>> begin Excerpt
2018-12-17 19:43:38

by Rafael Tinoco

[permalink] [raw]
Subject: selftests/net: udpgso: LTS kernels supportability ?

Shuah,

I was recently investigating some errors coming out of our functional
tests and we, Dan and I, came up with a discussion that might not be new
for you, but, interests us, in defining how to better use kselftests as
a regression mechanism/tool in our LKFT (https://lkft.linaro.org).

David / Willem,

I'm only using udpgso as an example for what I'd like to ask Shuah. Feel
free to jump in in the discussion if you think its worth.

All,

Regarding: udpgso AND https://bugs.linaro.org/show_bug.cgi?id=3980

udpgso tests are failing in kernels bellow 4.18 because of 2 main reasons:

1) udp4_ufo_fragment does not seem to demand the GSO SKB to be > than
the MTU for older kernels (4th test case in udpgso.c).

2) setsockopt(...UDP_SEGMENT) support is not present for older kernels.
(commits "udp: generate gso with UDP_SEGMENT" and its fixes seem to be
needed).

With that explained, finally the question/discussion:

Shouldn't we enforce a versioning mechanism for tests that are testing
recently added features ? I mean, some of the tests inside udpgso
selftest are good enough for older kernels...

But, because we have no control over "kernel features" and "supported
test cases", we, Linaro, have to end up blacklisting all selftests that
have new feature oriented tests, because one or two test cases only.

This has already been solved in other functional tests projects:
allowing to check the running kernel version and deciding which test
cases to run.

Would that be something we should pursue ? (We could try to make patches
here and there, like this case, whenever we face this). Or... should we
stick with mainline/next only when talking about kselftest and forget
about LTS kernels ?

OBS: Situations like this are very time consuming before we can tell if
there was a regression or the older kernel did not support the test case.

Thank you for the attention.

Rafael
--
Rafael D. Tinoco
Linaro - Kernel Validation


2018-12-17 23:13:42

by Shuah Khan

[permalink] [raw]
Subject: Re: selftests/net: udpgso: LTS kernels supportability ?
>> end Excerpt
What to work on: Write the next part of the mailing-list thread on running udpgso selftests against LTS kernels, picking up after its last line.
>> begin Dataset content
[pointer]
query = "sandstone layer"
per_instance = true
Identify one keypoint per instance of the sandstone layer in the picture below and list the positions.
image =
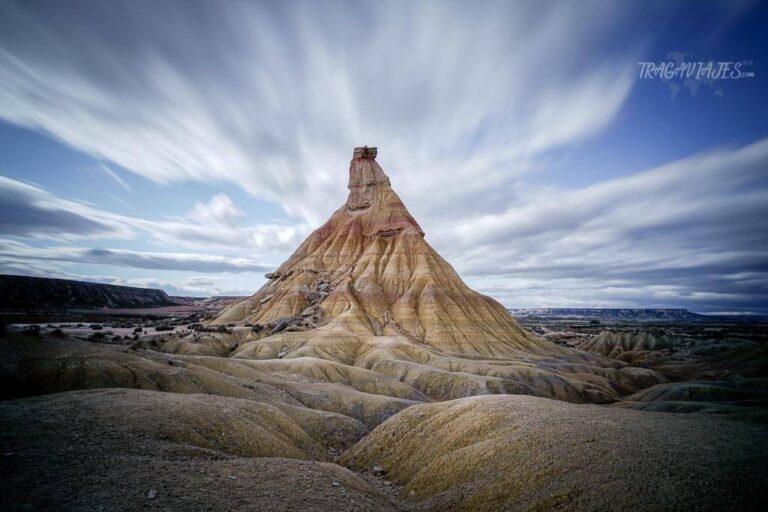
(367, 290)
>> end Dataset content
Exercise response:
Hi Rafael,

On 12/17/18 10:53 AM, Rafael David Tinoco wrote:
> Shuah,
>
> I was recently investigating some errors coming out of our functional
> tests and we, Dan and I, came up with a discussion that might not be new
> for you, but, interests us, in defining how to better use kselftests as
> a regression mechanism/tool in our LKFT (https://lkft.linaro.org).
>
> David / Willem,
>
> I'm only using udpgso as an example for what I'd like to ask Shuah. Feel
> free to jump in in the discussion if you think its worth.
>
> All,
>
> Regarding: udpgso AND https://bugs.linaro.org/show_bug.cgi?id=3980
>
> udpgso tests are failing in kernels bellow 4.18 because of 2 main reasons:
>
> 1) udp4_ufo_fragment does not seem to demand the GSO SKB to be > than
> the MTU for older kernels (4th test case in udpgso.c).
>
> 2) setsockopt(...UDP_SEGMENT) support is not present for older kernels.
> (commits "udp: generate gso with UDP_SEGMENT" and its fixes seem to be
> needed).

This case is easy right? Based on the test output below , I can see that
the failure is due to

./udpgso: setsockopt udp segment: Protocol not available. setsockopt()
is returning an error to clearly indicate that this options isn't
supported. This will be a test change to say test is a skip as opposed
to fail.

We have a solution for this - test should SKIP as opposed to FAIL.

> With that explained, finally the question/discussion:
>
> Shouldn't we enforce a versioning mechanism for tests that are testing
> recently added features ? I mean, some of the tests inside udpgso
> selftest are good enough for older kernels...

Right - we do have generic way to handle that by detecting if feature is
supported and skip instead of using Kernel version which is going to be
hard to maintain.

>
> But, because we have no control over "kernel features" and "supported
> test cases", we, Linaro, have to end up blacklisting all selftests that
> have new feature oriented tests, because one or two test cases only.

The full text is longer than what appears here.